Task to complete:
Return each line in the entries below that contains the string "camera". Case counts.

=== Input rows ===

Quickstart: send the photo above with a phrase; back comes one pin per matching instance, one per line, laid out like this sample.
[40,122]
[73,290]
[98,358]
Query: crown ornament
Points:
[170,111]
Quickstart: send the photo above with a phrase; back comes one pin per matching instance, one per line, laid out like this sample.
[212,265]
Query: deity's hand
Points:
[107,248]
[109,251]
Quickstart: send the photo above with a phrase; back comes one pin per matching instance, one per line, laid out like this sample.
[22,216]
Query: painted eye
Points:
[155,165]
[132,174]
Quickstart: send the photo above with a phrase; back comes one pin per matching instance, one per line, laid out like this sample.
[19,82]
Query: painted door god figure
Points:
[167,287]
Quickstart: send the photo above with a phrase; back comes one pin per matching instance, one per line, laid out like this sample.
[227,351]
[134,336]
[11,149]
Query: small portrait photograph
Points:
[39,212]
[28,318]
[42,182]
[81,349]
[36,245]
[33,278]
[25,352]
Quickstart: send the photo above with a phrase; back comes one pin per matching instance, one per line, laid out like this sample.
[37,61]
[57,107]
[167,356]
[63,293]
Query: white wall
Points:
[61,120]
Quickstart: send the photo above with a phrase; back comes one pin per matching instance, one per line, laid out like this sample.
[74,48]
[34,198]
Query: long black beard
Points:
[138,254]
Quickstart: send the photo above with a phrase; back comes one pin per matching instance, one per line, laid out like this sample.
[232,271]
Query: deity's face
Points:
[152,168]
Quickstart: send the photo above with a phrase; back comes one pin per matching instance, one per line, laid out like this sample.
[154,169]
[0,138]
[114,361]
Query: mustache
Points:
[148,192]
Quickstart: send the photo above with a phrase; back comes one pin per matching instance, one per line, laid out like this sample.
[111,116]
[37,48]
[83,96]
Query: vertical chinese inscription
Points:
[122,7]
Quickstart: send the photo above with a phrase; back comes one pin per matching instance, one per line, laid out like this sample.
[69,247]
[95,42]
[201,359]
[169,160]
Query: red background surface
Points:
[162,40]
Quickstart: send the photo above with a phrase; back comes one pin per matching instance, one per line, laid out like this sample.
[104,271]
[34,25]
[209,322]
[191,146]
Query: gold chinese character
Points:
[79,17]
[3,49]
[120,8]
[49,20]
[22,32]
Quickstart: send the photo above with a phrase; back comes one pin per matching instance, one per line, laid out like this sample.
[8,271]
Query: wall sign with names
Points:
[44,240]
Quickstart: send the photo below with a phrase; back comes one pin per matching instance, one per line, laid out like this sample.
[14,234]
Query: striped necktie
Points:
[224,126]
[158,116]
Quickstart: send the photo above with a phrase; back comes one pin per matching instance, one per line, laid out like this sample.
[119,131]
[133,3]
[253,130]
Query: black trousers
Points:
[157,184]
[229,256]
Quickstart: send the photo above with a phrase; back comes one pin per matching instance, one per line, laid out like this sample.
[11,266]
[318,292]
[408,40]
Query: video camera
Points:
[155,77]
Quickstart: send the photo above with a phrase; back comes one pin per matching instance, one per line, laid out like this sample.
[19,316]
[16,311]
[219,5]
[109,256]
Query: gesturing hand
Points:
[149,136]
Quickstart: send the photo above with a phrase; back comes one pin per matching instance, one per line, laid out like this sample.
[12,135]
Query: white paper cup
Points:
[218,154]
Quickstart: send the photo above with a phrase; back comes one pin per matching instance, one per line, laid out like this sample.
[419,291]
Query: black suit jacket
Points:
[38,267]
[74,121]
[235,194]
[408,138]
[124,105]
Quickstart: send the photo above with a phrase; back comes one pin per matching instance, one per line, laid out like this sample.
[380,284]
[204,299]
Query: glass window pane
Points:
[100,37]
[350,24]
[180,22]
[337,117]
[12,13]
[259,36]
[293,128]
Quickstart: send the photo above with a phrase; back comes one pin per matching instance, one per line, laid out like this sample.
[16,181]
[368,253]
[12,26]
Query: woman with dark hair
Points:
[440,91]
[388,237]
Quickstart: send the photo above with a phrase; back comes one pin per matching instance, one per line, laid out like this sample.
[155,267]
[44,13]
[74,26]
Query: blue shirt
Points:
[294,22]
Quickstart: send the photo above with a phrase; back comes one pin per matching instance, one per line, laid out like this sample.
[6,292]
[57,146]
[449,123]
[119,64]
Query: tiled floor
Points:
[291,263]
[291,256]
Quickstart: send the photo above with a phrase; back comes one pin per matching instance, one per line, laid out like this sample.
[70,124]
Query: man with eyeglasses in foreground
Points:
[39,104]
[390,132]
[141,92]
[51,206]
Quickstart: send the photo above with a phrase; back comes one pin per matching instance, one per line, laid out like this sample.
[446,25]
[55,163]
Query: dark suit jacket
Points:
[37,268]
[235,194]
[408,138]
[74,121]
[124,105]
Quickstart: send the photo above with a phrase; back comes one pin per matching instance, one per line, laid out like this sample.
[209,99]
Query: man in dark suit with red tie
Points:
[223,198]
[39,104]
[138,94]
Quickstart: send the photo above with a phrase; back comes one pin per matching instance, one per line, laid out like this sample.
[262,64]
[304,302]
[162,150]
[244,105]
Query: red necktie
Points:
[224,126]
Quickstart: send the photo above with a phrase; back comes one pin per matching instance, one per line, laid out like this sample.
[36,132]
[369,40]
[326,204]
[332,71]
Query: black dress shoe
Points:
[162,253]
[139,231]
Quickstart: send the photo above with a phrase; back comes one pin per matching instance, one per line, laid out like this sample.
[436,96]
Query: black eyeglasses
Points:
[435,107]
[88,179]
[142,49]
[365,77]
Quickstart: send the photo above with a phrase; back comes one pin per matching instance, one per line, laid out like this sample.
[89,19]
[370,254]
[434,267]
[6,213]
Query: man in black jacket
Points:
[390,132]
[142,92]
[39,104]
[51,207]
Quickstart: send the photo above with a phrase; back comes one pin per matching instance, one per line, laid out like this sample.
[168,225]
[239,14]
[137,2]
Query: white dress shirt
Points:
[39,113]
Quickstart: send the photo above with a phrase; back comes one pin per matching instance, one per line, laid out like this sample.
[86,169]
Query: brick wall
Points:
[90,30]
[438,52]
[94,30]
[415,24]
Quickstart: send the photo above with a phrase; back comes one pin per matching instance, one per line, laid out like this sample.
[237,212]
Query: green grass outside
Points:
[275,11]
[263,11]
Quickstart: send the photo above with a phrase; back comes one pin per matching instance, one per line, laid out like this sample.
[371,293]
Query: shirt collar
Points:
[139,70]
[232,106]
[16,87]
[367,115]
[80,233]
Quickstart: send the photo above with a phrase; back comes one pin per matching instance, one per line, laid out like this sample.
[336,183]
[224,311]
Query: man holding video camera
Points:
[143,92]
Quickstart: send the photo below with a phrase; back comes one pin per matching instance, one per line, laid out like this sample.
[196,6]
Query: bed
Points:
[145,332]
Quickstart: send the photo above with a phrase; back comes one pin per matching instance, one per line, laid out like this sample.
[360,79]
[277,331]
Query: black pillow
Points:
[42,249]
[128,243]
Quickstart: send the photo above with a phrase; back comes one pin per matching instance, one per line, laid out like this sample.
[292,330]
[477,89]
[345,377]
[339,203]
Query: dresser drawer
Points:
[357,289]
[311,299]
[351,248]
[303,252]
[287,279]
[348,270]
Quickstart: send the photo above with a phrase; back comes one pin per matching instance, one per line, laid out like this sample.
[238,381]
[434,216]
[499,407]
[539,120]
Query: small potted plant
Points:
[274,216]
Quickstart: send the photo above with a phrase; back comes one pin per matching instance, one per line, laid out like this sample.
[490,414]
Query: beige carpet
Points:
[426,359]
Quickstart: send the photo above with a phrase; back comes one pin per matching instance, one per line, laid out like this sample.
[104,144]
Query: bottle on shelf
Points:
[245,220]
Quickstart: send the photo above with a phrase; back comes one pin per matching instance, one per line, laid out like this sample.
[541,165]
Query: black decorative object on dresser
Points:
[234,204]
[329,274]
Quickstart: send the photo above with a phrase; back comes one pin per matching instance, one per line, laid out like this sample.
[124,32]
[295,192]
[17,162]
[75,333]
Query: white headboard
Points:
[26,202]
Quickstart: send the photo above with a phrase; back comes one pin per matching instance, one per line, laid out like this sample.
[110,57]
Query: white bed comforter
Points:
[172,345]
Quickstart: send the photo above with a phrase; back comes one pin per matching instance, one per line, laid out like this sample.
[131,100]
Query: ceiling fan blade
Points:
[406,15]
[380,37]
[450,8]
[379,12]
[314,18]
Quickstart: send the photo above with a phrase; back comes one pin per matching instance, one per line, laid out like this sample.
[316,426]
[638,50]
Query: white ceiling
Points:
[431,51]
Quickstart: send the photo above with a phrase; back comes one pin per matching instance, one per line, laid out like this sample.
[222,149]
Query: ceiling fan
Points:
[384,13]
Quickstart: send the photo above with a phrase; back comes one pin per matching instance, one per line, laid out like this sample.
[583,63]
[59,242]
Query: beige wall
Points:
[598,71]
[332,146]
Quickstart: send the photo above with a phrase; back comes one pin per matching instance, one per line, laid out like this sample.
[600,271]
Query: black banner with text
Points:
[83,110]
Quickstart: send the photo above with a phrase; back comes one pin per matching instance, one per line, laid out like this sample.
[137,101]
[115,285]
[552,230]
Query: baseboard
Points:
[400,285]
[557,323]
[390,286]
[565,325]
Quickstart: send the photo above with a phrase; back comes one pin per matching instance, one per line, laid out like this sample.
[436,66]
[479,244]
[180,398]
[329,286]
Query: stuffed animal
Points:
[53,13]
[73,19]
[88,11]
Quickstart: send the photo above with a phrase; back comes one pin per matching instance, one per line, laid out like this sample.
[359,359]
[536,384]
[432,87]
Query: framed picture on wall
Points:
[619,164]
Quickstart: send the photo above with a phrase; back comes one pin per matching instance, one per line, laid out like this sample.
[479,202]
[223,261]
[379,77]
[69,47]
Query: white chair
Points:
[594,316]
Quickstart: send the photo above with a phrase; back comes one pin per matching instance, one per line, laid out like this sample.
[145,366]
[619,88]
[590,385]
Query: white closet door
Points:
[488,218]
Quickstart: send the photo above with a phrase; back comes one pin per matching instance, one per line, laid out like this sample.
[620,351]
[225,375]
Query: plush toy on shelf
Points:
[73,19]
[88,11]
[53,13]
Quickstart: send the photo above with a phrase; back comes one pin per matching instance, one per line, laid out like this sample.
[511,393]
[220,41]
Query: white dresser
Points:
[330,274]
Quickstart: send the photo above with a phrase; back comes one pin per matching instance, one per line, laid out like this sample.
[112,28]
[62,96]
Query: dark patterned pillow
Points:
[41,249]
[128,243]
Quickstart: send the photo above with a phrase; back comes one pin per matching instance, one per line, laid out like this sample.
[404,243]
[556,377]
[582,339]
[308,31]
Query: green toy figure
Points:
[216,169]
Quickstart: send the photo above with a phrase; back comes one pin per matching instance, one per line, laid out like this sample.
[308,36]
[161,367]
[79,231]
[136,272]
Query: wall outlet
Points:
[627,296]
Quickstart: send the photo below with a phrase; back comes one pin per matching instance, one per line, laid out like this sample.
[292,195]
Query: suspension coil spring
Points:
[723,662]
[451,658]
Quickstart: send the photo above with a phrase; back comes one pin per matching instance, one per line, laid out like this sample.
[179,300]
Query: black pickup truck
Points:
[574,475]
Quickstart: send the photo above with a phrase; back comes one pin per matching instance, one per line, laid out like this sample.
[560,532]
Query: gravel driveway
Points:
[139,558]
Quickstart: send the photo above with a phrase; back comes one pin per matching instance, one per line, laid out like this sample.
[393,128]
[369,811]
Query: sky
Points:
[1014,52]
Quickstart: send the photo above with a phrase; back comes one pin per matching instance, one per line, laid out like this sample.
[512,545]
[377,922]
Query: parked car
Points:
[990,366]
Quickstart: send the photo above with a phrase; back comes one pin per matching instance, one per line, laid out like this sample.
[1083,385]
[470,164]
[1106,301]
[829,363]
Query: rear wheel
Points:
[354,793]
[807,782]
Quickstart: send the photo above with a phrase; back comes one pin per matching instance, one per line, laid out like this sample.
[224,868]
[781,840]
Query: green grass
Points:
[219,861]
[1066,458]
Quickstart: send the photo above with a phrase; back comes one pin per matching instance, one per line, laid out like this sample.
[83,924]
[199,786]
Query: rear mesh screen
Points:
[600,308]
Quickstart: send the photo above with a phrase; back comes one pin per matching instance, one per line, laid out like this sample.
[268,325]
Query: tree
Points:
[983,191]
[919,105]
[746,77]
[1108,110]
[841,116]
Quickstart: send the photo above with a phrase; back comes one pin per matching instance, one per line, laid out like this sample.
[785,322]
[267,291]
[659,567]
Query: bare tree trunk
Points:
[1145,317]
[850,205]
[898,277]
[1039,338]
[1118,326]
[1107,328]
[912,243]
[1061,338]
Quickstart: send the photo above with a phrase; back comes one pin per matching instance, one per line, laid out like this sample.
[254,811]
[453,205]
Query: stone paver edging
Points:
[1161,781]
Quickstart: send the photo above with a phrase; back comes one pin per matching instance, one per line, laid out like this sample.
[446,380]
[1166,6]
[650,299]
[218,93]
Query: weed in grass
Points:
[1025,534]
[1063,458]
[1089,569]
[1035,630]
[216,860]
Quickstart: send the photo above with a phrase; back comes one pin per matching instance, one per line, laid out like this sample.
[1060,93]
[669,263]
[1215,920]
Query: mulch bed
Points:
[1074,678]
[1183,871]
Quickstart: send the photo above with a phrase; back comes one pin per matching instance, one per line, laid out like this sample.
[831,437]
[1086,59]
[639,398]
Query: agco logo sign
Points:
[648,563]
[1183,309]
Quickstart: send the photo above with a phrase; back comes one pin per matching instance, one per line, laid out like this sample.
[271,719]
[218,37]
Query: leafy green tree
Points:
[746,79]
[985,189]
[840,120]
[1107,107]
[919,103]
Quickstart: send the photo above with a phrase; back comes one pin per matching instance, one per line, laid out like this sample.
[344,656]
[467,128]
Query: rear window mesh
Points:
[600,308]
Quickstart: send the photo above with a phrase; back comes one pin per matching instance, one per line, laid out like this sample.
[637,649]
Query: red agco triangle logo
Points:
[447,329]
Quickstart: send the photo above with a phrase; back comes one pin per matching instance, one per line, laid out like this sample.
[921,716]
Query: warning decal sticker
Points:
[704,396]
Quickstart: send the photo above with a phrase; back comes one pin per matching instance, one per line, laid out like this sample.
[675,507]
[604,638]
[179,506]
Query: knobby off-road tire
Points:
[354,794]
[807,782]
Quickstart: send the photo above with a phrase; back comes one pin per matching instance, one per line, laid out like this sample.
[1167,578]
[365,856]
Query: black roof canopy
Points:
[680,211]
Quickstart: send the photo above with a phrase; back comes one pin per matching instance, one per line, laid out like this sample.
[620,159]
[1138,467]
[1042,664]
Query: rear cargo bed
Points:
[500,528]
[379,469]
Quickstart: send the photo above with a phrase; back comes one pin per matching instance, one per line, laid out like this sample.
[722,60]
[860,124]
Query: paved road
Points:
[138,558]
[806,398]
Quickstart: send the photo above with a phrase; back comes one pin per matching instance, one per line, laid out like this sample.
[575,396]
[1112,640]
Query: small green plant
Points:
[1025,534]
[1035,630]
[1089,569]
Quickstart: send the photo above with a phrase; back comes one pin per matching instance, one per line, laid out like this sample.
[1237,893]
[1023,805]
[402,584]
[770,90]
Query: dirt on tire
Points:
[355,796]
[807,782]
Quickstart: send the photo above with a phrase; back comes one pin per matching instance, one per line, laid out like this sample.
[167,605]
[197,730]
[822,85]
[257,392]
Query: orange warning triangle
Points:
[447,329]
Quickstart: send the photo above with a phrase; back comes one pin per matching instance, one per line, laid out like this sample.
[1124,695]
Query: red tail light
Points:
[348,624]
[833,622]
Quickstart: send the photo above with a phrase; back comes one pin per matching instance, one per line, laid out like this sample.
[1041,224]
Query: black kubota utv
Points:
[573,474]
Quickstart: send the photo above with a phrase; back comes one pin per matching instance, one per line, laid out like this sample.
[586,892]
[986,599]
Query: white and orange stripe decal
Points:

===

Final answer:
Query: video camera
Query: man holding video camera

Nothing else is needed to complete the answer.